PROBLEM DETAILS:
Please format the items below as a numbered list, from their start through the line containing "[[350, 10, 375, 70], [78, 0, 96, 18]]", with both ends included. Drop any blank lines, and leave the pictures out of your answer.
──────── AVAILABLE RECORDS
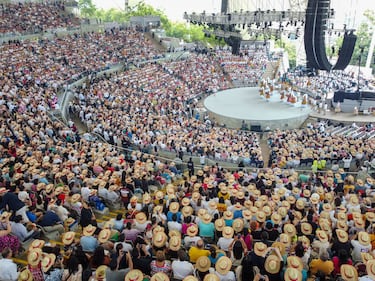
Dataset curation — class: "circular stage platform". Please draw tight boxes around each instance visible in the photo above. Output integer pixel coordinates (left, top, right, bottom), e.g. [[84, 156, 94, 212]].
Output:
[[204, 87, 311, 131]]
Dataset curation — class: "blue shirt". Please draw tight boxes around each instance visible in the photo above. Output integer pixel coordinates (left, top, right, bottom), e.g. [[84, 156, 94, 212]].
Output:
[[198, 222, 215, 239], [80, 236, 99, 253], [0, 191, 25, 212], [39, 211, 60, 226]]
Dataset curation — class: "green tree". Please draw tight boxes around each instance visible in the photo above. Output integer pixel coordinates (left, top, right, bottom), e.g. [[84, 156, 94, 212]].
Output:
[[350, 10, 375, 70], [78, 0, 96, 18]]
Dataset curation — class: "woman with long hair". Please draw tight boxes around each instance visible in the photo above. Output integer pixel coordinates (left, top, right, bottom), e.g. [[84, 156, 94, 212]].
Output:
[[90, 246, 111, 269], [62, 255, 82, 281], [332, 249, 353, 276]]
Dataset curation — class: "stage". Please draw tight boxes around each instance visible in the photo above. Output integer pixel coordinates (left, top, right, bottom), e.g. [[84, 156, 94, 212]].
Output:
[[204, 87, 311, 131]]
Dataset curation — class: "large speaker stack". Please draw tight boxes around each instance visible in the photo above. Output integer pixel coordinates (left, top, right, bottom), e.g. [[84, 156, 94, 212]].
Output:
[[304, 0, 357, 71]]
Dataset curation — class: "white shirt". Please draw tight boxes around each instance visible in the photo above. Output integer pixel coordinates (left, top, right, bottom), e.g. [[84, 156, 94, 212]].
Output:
[[0, 259, 19, 281], [217, 237, 233, 251], [350, 240, 371, 263], [215, 271, 236, 281], [172, 260, 194, 280]]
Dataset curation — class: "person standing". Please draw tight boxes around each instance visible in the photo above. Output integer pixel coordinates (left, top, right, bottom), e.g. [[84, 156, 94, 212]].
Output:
[[0, 247, 19, 281], [188, 157, 194, 177]]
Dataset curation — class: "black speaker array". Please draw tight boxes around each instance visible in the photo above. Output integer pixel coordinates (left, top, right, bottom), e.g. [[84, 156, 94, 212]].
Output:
[[304, 0, 357, 71]]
────────────────
FINISHED ANSWER:
1. Dataset curation — class: "circular stage platform". Please draw tight boxes around each instance visible in the photo above. Output integer pixel coordinates (left, top, right, bottom), e.g. [[84, 156, 94, 212]].
2. Output:
3. [[204, 87, 311, 131]]
4. Dataset curation — class: "blue shirt". Please draw tight boxes around each instance visible in the photo above. Output integer pixel coordinates (left, top, right, bottom), e.g. [[84, 156, 94, 212]].
5. Output:
6. [[198, 222, 215, 239], [80, 236, 99, 253], [0, 191, 25, 212], [39, 211, 60, 226]]
7. Dataset curation — class: "green tree". Please draw tight boxes around each instance visible in the photo above. Output integer pixel coordinates (left, top, right, bottom), e.g. [[84, 156, 94, 212]].
8. Output:
9. [[350, 10, 375, 70], [78, 0, 96, 18]]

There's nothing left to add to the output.